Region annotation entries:
■ ■ ■ ■

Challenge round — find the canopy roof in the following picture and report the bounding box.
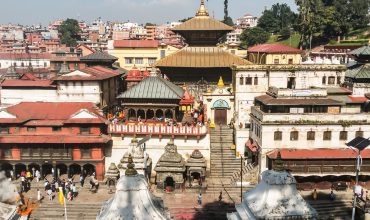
[155,47,252,68]
[117,76,184,100]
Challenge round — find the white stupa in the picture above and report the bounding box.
[96,155,169,220]
[227,155,317,220]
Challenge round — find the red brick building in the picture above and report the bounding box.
[0,102,111,180]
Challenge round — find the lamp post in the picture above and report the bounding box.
[346,137,370,220]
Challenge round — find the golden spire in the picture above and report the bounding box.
[217,76,225,88]
[125,154,137,176]
[196,0,209,16]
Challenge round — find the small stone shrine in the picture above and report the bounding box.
[227,152,318,220]
[96,155,170,220]
[105,163,120,189]
[154,139,186,191]
[186,150,207,187]
[118,135,152,178]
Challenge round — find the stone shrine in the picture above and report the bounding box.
[96,155,170,220]
[154,139,186,190]
[118,135,152,178]
[185,150,207,187]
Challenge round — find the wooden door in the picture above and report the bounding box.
[215,109,227,125]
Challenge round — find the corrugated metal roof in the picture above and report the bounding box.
[80,51,118,61]
[349,45,370,56]
[117,76,184,99]
[155,47,252,68]
[172,16,234,32]
[346,64,370,79]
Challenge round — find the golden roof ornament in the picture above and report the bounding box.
[217,76,225,88]
[196,0,209,16]
[125,154,137,176]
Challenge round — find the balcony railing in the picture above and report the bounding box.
[109,124,208,137]
[251,106,370,124]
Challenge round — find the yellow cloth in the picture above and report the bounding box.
[59,187,64,205]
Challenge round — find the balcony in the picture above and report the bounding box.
[109,123,208,138]
[251,106,370,124]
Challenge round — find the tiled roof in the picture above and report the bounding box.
[349,45,370,56]
[267,148,370,159]
[155,47,251,68]
[0,79,56,88]
[172,16,234,32]
[0,102,106,125]
[0,53,51,60]
[346,63,370,79]
[248,44,303,53]
[256,95,343,105]
[52,66,122,81]
[80,51,118,61]
[117,76,184,100]
[113,40,159,48]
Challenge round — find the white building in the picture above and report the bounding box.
[233,65,345,156]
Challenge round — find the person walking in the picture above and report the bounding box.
[198,193,202,205]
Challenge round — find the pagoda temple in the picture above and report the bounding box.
[155,0,251,97]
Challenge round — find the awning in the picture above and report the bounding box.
[0,135,111,144]
[245,139,259,153]
[267,148,370,160]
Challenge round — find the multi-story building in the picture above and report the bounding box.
[233,64,345,156]
[0,102,111,180]
[108,40,178,69]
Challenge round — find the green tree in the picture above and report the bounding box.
[240,27,270,48]
[257,3,297,33]
[58,18,81,47]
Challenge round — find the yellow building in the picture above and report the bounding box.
[108,40,179,69]
[247,44,303,64]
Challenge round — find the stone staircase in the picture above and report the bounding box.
[30,199,102,220]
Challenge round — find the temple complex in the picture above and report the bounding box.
[154,139,186,190]
[96,156,169,220]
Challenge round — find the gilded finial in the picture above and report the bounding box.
[125,154,137,176]
[196,0,209,16]
[217,76,225,88]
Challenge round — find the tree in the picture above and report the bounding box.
[257,3,297,33]
[58,18,81,47]
[240,27,270,47]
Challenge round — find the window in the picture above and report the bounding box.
[254,77,258,85]
[80,127,90,134]
[53,127,62,132]
[274,131,283,141]
[339,131,348,141]
[125,57,133,64]
[307,131,315,141]
[27,127,36,132]
[239,77,244,85]
[245,77,252,85]
[290,131,298,141]
[135,57,144,64]
[355,131,364,137]
[0,127,9,134]
[328,76,335,85]
[81,147,91,158]
[148,57,157,64]
[322,76,326,85]
[161,50,166,59]
[323,131,331,141]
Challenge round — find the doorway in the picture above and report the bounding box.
[215,109,227,125]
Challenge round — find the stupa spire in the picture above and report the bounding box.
[196,0,209,16]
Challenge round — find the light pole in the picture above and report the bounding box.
[346,137,370,220]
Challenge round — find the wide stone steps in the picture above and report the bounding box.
[30,202,102,220]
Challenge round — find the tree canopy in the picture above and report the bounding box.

■ ■ ■ ■

Reproduce verbatim the lines of the entries starting at the line containing "Challenge round — find the gilded" and ending at the last line of the entries, both ends included.

Challenge round — find the gilded finial in the picture above and report the bounding box.
[125,154,137,176]
[196,0,209,16]
[217,76,225,88]
Challenge round — find the tree in the picture above and report the bounding box.
[257,3,297,33]
[58,18,81,47]
[240,27,270,47]
Challenge round — find the window in the picture above and report the bounding box.
[254,77,258,85]
[80,127,90,134]
[53,127,62,132]
[274,131,283,141]
[339,131,348,141]
[125,57,133,64]
[307,131,315,141]
[27,127,36,132]
[239,77,244,85]
[245,77,252,85]
[290,131,298,141]
[135,57,144,64]
[355,131,364,137]
[0,127,9,134]
[328,76,335,85]
[81,147,91,158]
[148,57,157,64]
[322,76,326,85]
[161,50,166,59]
[323,131,331,141]
Challenge round — find the doorway in the picture above and report the bounding box.
[215,109,227,125]
Challenge round — find the stupa spire in the picture above and report the bounding box.
[196,0,209,16]
Challenge round — find the light pole in the picture above and report the bounding box.
[346,137,370,220]
Challenge round — find the wide stone steps in the picture above and report the bounding box.
[30,202,102,220]
Challenge round — find the tree canopy in the picture above and report the bounding box.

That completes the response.